- _TASK DIRECTIONS_
If a record contains a picture, leave the picture out and transcribe everything else exactly.

- _DATA TO USE_
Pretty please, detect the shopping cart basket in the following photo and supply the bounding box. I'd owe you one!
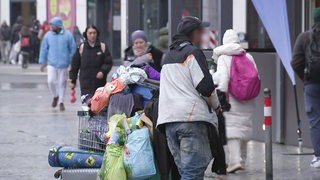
[78,111,108,152]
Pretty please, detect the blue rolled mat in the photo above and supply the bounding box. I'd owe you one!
[48,146,104,168]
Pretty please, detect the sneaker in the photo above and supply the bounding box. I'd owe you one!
[51,97,59,107]
[310,156,320,168]
[227,163,243,173]
[59,103,65,111]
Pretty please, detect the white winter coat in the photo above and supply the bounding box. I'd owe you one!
[213,43,258,140]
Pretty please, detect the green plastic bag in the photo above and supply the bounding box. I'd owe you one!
[98,144,126,180]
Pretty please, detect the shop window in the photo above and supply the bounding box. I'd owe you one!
[246,0,274,51]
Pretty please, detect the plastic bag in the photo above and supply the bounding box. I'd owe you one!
[91,78,126,113]
[98,144,126,180]
[107,114,130,145]
[124,128,156,179]
[112,65,148,85]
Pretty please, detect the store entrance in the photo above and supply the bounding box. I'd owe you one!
[10,0,36,26]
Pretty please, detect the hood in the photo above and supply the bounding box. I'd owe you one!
[169,34,192,49]
[159,27,168,36]
[49,17,64,29]
[212,43,245,61]
[222,29,240,45]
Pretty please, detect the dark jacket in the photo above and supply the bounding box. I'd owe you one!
[69,41,113,95]
[0,24,11,41]
[124,45,163,72]
[11,16,23,44]
[291,23,320,83]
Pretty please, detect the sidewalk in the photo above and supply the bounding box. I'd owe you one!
[205,141,318,180]
[0,64,319,180]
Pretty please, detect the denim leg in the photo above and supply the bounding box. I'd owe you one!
[166,122,212,180]
[304,84,320,157]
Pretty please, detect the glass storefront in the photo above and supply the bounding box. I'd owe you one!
[10,0,36,26]
[87,0,121,59]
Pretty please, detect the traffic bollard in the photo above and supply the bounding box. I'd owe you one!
[264,88,273,179]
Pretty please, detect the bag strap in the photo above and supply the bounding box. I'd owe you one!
[79,42,106,57]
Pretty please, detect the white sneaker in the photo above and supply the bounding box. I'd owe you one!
[227,163,243,173]
[310,156,320,168]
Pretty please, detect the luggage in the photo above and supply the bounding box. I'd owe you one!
[48,146,103,168]
[55,168,99,180]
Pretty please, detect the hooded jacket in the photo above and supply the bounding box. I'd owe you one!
[213,30,257,140]
[157,34,219,128]
[39,17,76,68]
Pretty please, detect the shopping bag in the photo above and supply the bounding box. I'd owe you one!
[124,128,156,180]
[98,144,127,180]
[91,78,126,113]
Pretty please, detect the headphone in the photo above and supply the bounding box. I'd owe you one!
[83,25,100,40]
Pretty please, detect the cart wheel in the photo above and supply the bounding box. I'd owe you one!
[54,169,62,179]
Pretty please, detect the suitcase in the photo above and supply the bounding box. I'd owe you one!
[55,168,99,180]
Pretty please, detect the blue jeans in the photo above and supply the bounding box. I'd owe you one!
[305,84,320,156]
[165,122,212,180]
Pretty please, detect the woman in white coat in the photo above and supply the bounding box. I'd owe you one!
[213,29,258,173]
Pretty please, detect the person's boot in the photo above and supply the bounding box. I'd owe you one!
[52,97,59,107]
[59,103,65,111]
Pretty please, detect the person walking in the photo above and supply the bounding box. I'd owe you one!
[157,16,220,180]
[30,19,41,63]
[213,29,258,173]
[69,25,113,96]
[19,25,31,68]
[0,21,11,64]
[9,16,23,64]
[291,7,320,168]
[124,30,163,72]
[39,17,76,111]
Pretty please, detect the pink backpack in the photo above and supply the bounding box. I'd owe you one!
[228,53,261,100]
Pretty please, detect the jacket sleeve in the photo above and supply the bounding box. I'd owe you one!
[68,33,76,63]
[216,56,230,93]
[190,48,215,97]
[291,32,307,81]
[69,47,81,84]
[100,44,113,75]
[39,35,48,64]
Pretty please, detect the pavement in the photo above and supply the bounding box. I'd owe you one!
[0,64,319,180]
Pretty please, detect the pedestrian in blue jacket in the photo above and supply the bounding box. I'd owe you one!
[39,17,76,111]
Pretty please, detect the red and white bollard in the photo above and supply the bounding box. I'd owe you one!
[264,88,273,179]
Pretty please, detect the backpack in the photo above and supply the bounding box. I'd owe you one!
[305,29,320,82]
[20,36,30,47]
[228,53,260,100]
[79,42,105,56]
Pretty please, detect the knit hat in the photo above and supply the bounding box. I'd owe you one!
[314,8,320,23]
[131,30,147,42]
[222,29,240,45]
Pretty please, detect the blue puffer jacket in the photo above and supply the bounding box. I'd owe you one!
[39,17,76,68]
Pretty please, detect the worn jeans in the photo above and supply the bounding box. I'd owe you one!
[165,122,212,180]
[304,83,320,157]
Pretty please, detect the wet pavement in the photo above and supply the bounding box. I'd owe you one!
[0,64,319,180]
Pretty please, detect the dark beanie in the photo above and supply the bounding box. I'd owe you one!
[131,30,147,42]
[314,8,320,22]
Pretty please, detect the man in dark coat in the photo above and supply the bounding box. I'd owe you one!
[291,7,320,168]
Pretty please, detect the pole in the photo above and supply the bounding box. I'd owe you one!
[264,88,273,179]
[293,85,303,153]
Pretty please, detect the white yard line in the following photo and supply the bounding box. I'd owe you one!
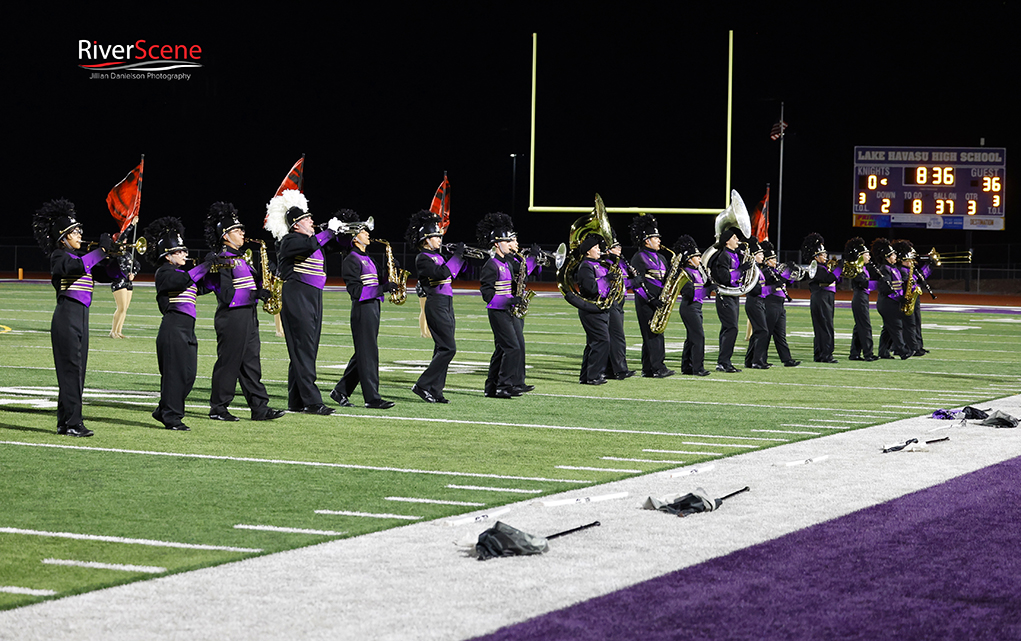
[314,510,422,520]
[0,528,261,553]
[41,559,167,574]
[233,525,346,536]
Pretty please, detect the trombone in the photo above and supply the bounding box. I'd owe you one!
[85,237,147,256]
[923,247,972,266]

- _ANSWER BOX_
Pretty please, detect the shopping cart basket in the following photo and supply the bounding box. I'd owe you one!
[78,111,108,152]
Pretty please, detect the blue rolled mat in the photo above and supply the bounding box. I'd owe you one!
[48,146,104,168]
Pretty please, detect the sneaker in the photo above and supply the bounding box. I'd owe you one!
[51,97,59,107]
[310,156,320,168]
[227,163,243,173]
[59,103,65,111]
Pretty please, detect the white winter coat in the photo above and supply the bounding box. I'd owe you one!
[213,43,258,140]
Pretty please, detect the green plastic bag in the photo above and supply the bounding box. I'd owe you one!
[98,144,126,180]
Pretty please, detect the shop window in the photo above and supply the bounding box. I'd owe you one!
[246,0,274,51]
Pretty please, detect the plastic bag in the photo above and supply the bounding box. I'd owe you one!
[91,78,126,113]
[98,144,126,180]
[107,114,130,145]
[124,128,156,179]
[112,65,148,85]
Pretty please, detect the store entrance in the photo above and supply the bounding box. I'd owe you one!
[10,0,36,26]
Pretty please, detect the hood in the photo above and supply the bounding box. I'd owe you one!
[169,34,192,49]
[159,27,168,36]
[49,17,64,29]
[212,43,245,61]
[222,29,240,45]
Pretty please, detect the dark jacket in the photo above and supply the bounding box. I'd owe you one!
[69,41,113,95]
[0,24,11,41]
[124,45,163,72]
[11,16,23,44]
[291,23,320,83]
Pretty please, detect the sidewalk in the photo above and supply the bounding box. I'd owe you one!
[205,141,318,180]
[0,64,319,180]
Pretty please, detect the denim leg in the photo above and supply the bounding box. I'd owe you one!
[166,122,212,180]
[304,84,320,157]
Pretty please, detect the glass storefront in the photo above and supply the bounding box. I'd owe you one!
[10,0,36,26]
[87,0,121,59]
Pretty please, detect the traffic bollard in the photo above and supply the bounding box. I'd owe you one!
[264,88,273,179]
Pretty please, detect the bag strap in the photo above and supply the bounding box. I'd owe you one!
[79,42,106,57]
Pretty please, detect the white sneaker in the photo above and supply the bounding box. I'd owe you one!
[227,163,243,173]
[310,156,320,168]
Pretty please, detect the luggage in the photo above and supply the bounding box. I'd owe you one!
[48,146,103,168]
[55,168,99,180]
Pretty please, detect the hooded jacket in the photo above and supply the bounding box. I'd owe you one!
[213,30,257,140]
[157,34,219,128]
[39,17,76,68]
Pretty please, detect the shopping bag in the photo above and supply the bounding box. I'd owe you one!
[124,128,156,180]
[98,144,127,180]
[91,78,126,113]
Pretty please, detect the headphone in the photo above and supply the bounding box. I'd owe you one!
[83,25,100,40]
Pretty please, detect the cart wheel in the photo above and supply the bounding box. I'd owe you one!
[54,169,62,179]
Pretty please, detect the suitcase in the photo above and supply the bounding box. I'd owe you one!
[55,168,99,180]
Pretty please, detect the blue jeans in the photo above and supply the bounding box. I'd owe you one!
[305,84,320,156]
[165,122,212,180]
Pretty please, detect the woman in white coat in the photo above and supply the bounding box. I'd owe you one!
[213,29,258,173]
Pretty please, detect the person's boot in the photo above and supply the bounding box. I'd owe you one!
[52,97,59,107]
[59,103,65,111]
Pretty please, detect the person walking in the photo above and supply the bounding box. I'd owe you one!
[157,16,220,180]
[30,19,41,63]
[213,29,258,173]
[69,25,113,96]
[19,25,31,68]
[0,21,11,64]
[9,16,23,64]
[291,7,320,168]
[124,30,163,72]
[39,17,76,111]
Pretty please, detect the pink backpack in the photo above and supply the bounding box. I'd owe you one!
[228,53,261,100]
Pretty please, detect the jacket sleeve in the photo above and supply the bounding box. I'd owe you one!
[68,33,76,63]
[216,56,230,93]
[190,48,215,97]
[291,32,307,81]
[69,47,81,84]
[100,44,113,75]
[39,35,48,64]
Pretty please, detect the pavement in the photo above and supply the bounding box. I'd owe you one!
[0,64,319,180]
Pretty please, detect the pedestrian in blue jacket in the photo above and supply the bounding box. I'd owe you one!
[39,17,76,111]
Pretty please, detect the red and white bollard in the photo above and supply the bounding box. I'd owe you one!
[264,88,273,179]
Pretty please, detect the backpack in the photo above and supply the bounding box. I'd owe you one!
[305,29,320,82]
[20,36,30,47]
[228,53,260,100]
[79,42,105,56]
Pretty please, detect the knit hat in the photo above and supply the bounding box. I'd owe you one!
[314,8,320,23]
[131,30,147,42]
[222,29,240,45]
Pretty please, detect the blue puffer jacket in the photo above and supply the bounding box. I'd owe you one!
[39,17,76,68]
Pretty please, detect the worn jeans in the photo above and supply the bounding box. I'd owe you one!
[165,122,212,180]
[304,83,320,157]
Pretty please, detect the wet pavement in the photo above and supply the bounding box. I'd owe you one!
[0,64,319,180]
Pretty please, detect the dark beanie in the photo above and supply the bounding box. I'd owe you one!
[131,30,147,42]
[314,8,320,22]
Pretty please, detect the man in dark coat in the photo above and supply the bounding box. I'd owe you one!
[291,7,320,168]
Pretty please, detect the pole in the photo above and supply the bounding box. I'd owe you one!
[264,88,273,179]
[293,85,303,153]
Pretty please, detect the white yard line in the following photo and supply the bounding box. I'd owe you one!
[314,510,422,520]
[0,528,261,553]
[41,559,167,574]
[233,525,346,536]
Pretty please, detect the trombone in the photo above and supply the bounding box. I'd owe you one!
[85,237,147,256]
[923,247,972,266]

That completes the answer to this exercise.